What the exercise asks: Beginning with the line that holds "Objective — one point per instance of the sandy", set down each line of the data below through the very last, exactly as given, and nothing beyond that.

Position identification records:
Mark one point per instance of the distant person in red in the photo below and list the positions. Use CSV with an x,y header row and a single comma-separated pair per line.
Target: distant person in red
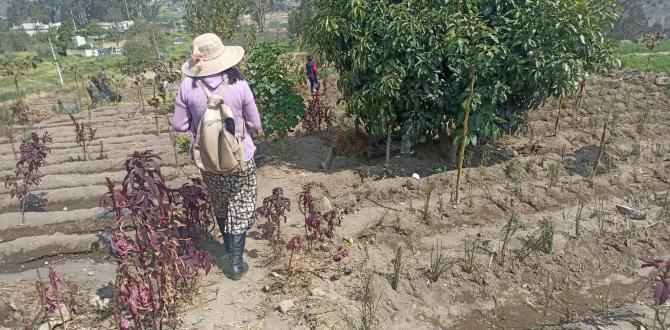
x,y
312,74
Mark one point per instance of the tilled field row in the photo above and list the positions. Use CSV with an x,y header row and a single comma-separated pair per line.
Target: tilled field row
x,y
66,156
25,249
97,116
73,180
97,166
83,221
66,133
71,147
72,197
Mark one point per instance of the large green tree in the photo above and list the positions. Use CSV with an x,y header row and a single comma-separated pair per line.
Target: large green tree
x,y
259,10
269,75
298,20
406,63
217,16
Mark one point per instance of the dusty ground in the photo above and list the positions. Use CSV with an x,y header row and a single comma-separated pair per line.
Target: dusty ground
x,y
586,282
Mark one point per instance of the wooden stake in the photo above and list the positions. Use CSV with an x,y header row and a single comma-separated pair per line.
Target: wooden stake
x,y
600,150
473,79
388,148
558,117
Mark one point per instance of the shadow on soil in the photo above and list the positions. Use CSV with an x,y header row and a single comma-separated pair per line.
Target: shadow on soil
x,y
309,152
582,161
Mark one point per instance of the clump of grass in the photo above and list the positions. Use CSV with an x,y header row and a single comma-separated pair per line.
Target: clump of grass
x,y
497,317
600,215
547,231
469,254
369,304
542,239
513,171
578,219
439,262
552,174
636,151
426,214
509,229
642,121
397,269
485,159
184,143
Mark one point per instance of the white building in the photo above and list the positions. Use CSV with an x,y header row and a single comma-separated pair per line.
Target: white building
x,y
34,28
82,52
79,41
123,25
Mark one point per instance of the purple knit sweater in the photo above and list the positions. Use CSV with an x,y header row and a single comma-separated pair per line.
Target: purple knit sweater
x,y
191,104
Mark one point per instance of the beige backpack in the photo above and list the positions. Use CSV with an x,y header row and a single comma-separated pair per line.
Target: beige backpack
x,y
216,149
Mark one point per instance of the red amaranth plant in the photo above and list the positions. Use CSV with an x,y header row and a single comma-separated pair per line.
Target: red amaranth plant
x,y
158,262
27,175
273,211
296,243
314,220
84,135
342,253
52,296
317,114
661,290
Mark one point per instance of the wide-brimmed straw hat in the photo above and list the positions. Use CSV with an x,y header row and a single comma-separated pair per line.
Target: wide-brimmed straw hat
x,y
210,56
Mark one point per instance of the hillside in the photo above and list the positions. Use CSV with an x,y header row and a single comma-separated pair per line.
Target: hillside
x,y
3,6
642,16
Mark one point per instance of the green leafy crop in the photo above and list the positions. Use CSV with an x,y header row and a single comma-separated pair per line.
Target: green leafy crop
x,y
406,63
270,78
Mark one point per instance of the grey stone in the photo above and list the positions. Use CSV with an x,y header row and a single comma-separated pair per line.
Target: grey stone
x,y
662,81
323,205
285,306
631,212
318,293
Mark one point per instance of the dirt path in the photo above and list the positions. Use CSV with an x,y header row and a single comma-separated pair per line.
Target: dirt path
x,y
535,175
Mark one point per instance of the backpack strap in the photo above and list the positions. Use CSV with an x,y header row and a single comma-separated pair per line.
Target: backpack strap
x,y
209,95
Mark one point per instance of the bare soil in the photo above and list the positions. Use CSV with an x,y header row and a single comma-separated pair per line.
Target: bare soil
x,y
586,282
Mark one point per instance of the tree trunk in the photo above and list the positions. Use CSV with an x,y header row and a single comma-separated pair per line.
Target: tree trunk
x,y
447,148
23,209
76,85
600,150
558,116
468,107
141,98
388,148
18,91
10,136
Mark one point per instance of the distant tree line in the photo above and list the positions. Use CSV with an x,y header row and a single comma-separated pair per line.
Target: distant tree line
x,y
80,12
633,22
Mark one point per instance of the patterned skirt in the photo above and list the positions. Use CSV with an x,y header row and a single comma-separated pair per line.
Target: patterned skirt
x,y
233,198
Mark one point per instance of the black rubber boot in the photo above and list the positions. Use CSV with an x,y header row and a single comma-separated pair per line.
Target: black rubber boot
x,y
234,245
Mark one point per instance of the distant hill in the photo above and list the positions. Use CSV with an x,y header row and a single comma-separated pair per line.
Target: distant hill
x,y
3,6
657,12
641,17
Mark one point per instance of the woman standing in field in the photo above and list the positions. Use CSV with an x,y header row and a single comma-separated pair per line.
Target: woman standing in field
x,y
233,196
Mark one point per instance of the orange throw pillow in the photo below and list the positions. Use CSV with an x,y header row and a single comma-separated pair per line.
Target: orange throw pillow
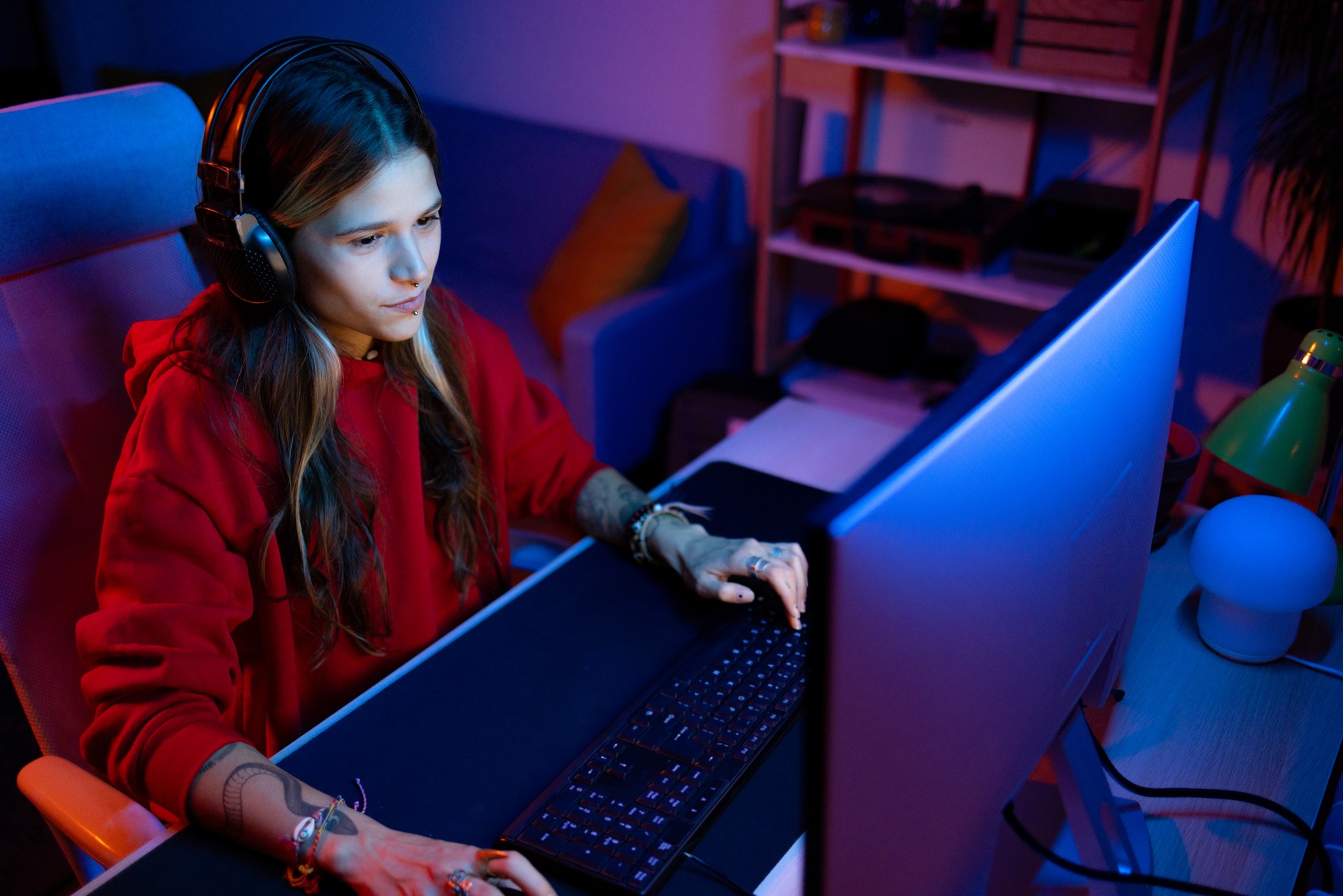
x,y
622,242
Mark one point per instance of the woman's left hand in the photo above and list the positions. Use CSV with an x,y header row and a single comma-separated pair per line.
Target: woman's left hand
x,y
705,562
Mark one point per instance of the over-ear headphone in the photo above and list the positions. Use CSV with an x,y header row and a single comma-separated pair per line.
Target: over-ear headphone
x,y
242,243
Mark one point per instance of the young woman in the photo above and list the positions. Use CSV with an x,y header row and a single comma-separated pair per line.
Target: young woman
x,y
312,493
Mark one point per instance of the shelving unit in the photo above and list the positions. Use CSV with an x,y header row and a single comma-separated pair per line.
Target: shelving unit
x,y
1182,71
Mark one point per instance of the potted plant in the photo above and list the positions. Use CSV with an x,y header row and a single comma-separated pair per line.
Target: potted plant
x,y
1300,152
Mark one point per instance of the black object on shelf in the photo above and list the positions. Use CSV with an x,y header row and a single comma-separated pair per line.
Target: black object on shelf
x,y
1071,229
969,26
907,220
871,19
872,335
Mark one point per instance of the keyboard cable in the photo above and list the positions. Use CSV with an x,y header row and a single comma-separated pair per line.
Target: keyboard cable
x,y
718,875
1104,874
1314,840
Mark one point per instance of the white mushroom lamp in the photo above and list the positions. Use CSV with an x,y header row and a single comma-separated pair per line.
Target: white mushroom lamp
x,y
1263,559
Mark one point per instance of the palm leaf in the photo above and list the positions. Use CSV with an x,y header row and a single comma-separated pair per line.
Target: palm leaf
x,y
1303,36
1300,150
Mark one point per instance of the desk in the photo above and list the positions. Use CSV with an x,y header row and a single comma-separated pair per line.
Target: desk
x,y
1189,718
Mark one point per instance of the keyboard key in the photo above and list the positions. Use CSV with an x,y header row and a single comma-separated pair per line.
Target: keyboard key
x,y
671,805
683,746
588,836
633,731
541,840
711,760
660,731
566,799
583,856
617,869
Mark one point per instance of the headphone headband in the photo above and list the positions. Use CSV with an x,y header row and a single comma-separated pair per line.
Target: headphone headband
x,y
223,144
243,245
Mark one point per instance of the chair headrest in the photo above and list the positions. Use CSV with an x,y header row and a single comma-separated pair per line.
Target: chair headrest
x,y
93,171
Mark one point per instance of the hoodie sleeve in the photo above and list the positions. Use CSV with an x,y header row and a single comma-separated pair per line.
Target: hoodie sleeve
x,y
541,458
173,582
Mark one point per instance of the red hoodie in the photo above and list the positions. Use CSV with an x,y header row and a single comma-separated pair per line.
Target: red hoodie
x,y
191,648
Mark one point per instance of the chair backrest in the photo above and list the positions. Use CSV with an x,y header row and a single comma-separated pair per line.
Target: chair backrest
x,y
94,188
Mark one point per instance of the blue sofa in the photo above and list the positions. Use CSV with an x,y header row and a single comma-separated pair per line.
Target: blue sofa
x,y
512,192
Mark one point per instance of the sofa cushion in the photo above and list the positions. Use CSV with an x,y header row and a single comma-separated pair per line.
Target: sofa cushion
x,y
504,304
622,242
513,190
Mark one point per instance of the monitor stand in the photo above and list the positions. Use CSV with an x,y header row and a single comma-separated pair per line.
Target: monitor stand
x,y
1103,830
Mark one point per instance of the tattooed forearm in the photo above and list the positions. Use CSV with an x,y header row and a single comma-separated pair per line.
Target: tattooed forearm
x,y
210,763
606,504
233,798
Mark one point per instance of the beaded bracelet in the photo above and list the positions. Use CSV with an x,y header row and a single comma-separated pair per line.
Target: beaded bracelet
x,y
301,876
637,529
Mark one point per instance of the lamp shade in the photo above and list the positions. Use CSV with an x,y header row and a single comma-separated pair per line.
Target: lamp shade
x,y
1277,433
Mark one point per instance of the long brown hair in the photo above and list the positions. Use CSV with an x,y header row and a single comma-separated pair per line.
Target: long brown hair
x,y
328,124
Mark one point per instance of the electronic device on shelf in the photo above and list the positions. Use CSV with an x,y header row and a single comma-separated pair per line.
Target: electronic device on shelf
x,y
623,811
983,578
972,589
907,220
1071,229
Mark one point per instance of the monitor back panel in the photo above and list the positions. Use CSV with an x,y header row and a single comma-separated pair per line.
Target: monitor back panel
x,y
976,591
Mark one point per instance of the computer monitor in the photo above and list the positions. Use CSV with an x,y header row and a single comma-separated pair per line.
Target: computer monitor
x,y
985,576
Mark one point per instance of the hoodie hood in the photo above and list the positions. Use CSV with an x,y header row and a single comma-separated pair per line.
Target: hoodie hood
x,y
150,346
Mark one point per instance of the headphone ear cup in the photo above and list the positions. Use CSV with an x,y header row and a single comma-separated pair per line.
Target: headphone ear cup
x,y
257,266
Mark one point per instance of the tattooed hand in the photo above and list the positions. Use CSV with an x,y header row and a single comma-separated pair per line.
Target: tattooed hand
x,y
242,794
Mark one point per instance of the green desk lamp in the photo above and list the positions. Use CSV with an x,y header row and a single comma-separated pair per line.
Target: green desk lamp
x,y
1263,560
1277,433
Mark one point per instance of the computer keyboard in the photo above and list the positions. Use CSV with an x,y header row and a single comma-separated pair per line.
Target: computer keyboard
x,y
642,792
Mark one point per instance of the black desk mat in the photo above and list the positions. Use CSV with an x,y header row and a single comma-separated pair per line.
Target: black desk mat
x,y
462,744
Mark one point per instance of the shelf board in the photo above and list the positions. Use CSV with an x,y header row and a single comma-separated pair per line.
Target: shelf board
x,y
997,284
974,66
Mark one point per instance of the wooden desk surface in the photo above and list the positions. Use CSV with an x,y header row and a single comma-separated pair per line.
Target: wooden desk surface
x,y
1189,718
1194,719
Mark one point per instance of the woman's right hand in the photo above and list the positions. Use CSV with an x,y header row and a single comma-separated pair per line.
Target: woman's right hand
x,y
381,862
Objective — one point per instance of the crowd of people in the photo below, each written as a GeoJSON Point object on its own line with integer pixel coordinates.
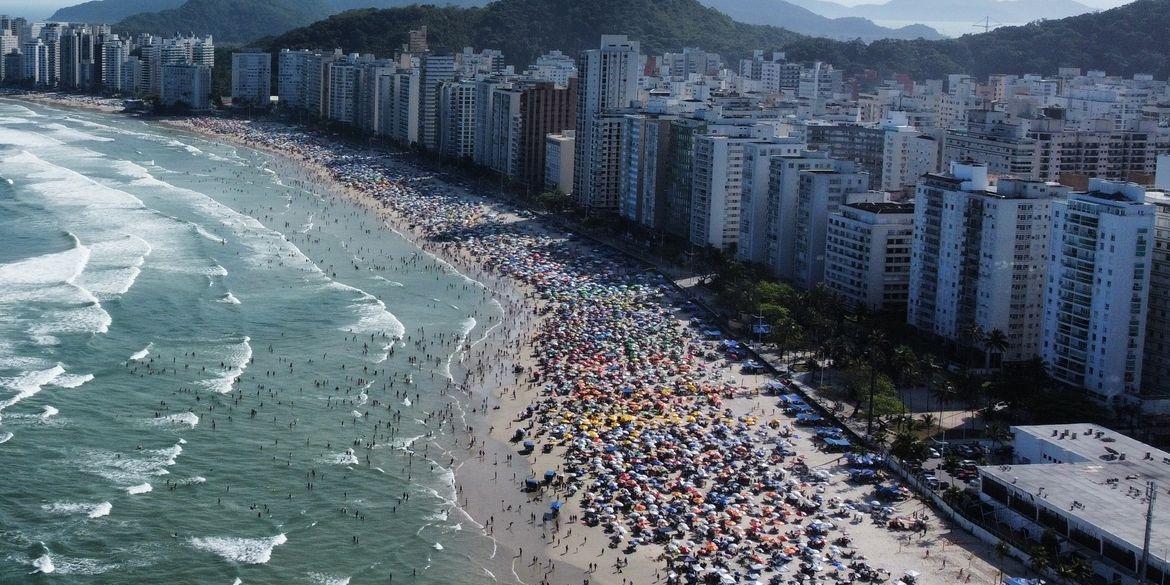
{"type": "Point", "coordinates": [660, 446]}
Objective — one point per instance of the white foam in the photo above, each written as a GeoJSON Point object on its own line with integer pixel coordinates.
{"type": "Point", "coordinates": [328, 579]}
{"type": "Point", "coordinates": [115, 266]}
{"type": "Point", "coordinates": [71, 380]}
{"type": "Point", "coordinates": [343, 459]}
{"type": "Point", "coordinates": [142, 353]}
{"type": "Point", "coordinates": [43, 564]}
{"type": "Point", "coordinates": [23, 139]}
{"type": "Point", "coordinates": [29, 384]}
{"type": "Point", "coordinates": [392, 283]}
{"type": "Point", "coordinates": [70, 135]}
{"type": "Point", "coordinates": [250, 551]}
{"type": "Point", "coordinates": [187, 419]}
{"type": "Point", "coordinates": [142, 488]}
{"type": "Point", "coordinates": [70, 508]}
{"type": "Point", "coordinates": [54, 280]}
{"type": "Point", "coordinates": [235, 363]}
{"type": "Point", "coordinates": [192, 481]}
{"type": "Point", "coordinates": [373, 317]}
{"type": "Point", "coordinates": [205, 233]}
{"type": "Point", "coordinates": [102, 509]}
{"type": "Point", "coordinates": [192, 150]}
{"type": "Point", "coordinates": [130, 469]}
{"type": "Point", "coordinates": [67, 565]}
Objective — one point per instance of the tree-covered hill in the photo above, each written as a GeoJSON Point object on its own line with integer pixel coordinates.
{"type": "Point", "coordinates": [232, 21]}
{"type": "Point", "coordinates": [1127, 40]}
{"type": "Point", "coordinates": [525, 28]}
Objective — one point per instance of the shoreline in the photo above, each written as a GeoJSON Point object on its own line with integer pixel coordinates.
{"type": "Point", "coordinates": [497, 451]}
{"type": "Point", "coordinates": [499, 418]}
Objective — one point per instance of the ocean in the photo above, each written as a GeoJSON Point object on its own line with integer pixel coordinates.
{"type": "Point", "coordinates": [213, 373]}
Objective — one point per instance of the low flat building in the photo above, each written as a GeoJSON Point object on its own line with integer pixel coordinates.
{"type": "Point", "coordinates": [1088, 486]}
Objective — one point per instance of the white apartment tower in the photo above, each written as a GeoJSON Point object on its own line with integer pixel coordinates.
{"type": "Point", "coordinates": [979, 256]}
{"type": "Point", "coordinates": [757, 163]}
{"type": "Point", "coordinates": [291, 81]}
{"type": "Point", "coordinates": [1156, 358]}
{"type": "Point", "coordinates": [252, 74]}
{"type": "Point", "coordinates": [608, 81]}
{"type": "Point", "coordinates": [558, 162]}
{"type": "Point", "coordinates": [436, 68]}
{"type": "Point", "coordinates": [114, 55]}
{"type": "Point", "coordinates": [867, 254]}
{"type": "Point", "coordinates": [190, 84]}
{"type": "Point", "coordinates": [783, 193]}
{"type": "Point", "coordinates": [819, 193]}
{"type": "Point", "coordinates": [1098, 288]}
{"type": "Point", "coordinates": [458, 119]}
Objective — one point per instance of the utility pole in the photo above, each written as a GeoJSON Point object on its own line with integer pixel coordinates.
{"type": "Point", "coordinates": [1151, 495]}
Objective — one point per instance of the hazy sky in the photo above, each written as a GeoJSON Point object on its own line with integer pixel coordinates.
{"type": "Point", "coordinates": [42, 8]}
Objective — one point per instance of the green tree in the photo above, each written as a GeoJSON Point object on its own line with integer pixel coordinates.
{"type": "Point", "coordinates": [996, 344]}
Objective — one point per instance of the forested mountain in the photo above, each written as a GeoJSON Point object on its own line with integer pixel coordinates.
{"type": "Point", "coordinates": [951, 11]}
{"type": "Point", "coordinates": [1124, 41]}
{"type": "Point", "coordinates": [1127, 40]}
{"type": "Point", "coordinates": [232, 21]}
{"type": "Point", "coordinates": [109, 12]}
{"type": "Point", "coordinates": [785, 14]}
{"type": "Point", "coordinates": [525, 28]}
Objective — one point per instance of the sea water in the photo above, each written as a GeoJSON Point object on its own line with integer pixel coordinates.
{"type": "Point", "coordinates": [190, 339]}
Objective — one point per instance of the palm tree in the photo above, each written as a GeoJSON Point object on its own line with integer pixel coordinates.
{"type": "Point", "coordinates": [943, 392]}
{"type": "Point", "coordinates": [875, 355]}
{"type": "Point", "coordinates": [1074, 570]}
{"type": "Point", "coordinates": [972, 337]}
{"type": "Point", "coordinates": [995, 343]}
{"type": "Point", "coordinates": [904, 364]}
{"type": "Point", "coordinates": [1041, 559]}
{"type": "Point", "coordinates": [928, 420]}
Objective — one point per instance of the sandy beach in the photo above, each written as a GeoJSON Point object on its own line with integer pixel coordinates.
{"type": "Point", "coordinates": [667, 462]}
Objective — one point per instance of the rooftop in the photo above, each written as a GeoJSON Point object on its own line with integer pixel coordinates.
{"type": "Point", "coordinates": [883, 207]}
{"type": "Point", "coordinates": [1106, 489]}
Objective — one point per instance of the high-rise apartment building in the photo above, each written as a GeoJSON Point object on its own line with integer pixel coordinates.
{"type": "Point", "coordinates": [608, 81]}
{"type": "Point", "coordinates": [1098, 288]}
{"type": "Point", "coordinates": [252, 73]}
{"type": "Point", "coordinates": [757, 163]}
{"type": "Point", "coordinates": [438, 67]}
{"type": "Point", "coordinates": [867, 255]}
{"type": "Point", "coordinates": [979, 256]}
{"type": "Point", "coordinates": [820, 192]}
{"type": "Point", "coordinates": [456, 114]}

Response:
Objective — one point per instance of the sandy beach in the photo above, each written as a GeoJSON Point object on its own line with integer pixel coordinates.
{"type": "Point", "coordinates": [667, 462]}
Objective — one point per instance of the rooftop in the photo above, each written as a GeoJSON Point object on its own line with integer pixel coordinates.
{"type": "Point", "coordinates": [883, 207]}
{"type": "Point", "coordinates": [1106, 489]}
Objective — one point per instance of the high-rise apartment building in the photo above, each written as a GeoJSON Point object on its own line with integer pixel coordinates.
{"type": "Point", "coordinates": [608, 81]}
{"type": "Point", "coordinates": [1098, 288]}
{"type": "Point", "coordinates": [252, 73]}
{"type": "Point", "coordinates": [757, 163]}
{"type": "Point", "coordinates": [438, 67]}
{"type": "Point", "coordinates": [867, 255]}
{"type": "Point", "coordinates": [979, 256]}
{"type": "Point", "coordinates": [820, 192]}
{"type": "Point", "coordinates": [456, 114]}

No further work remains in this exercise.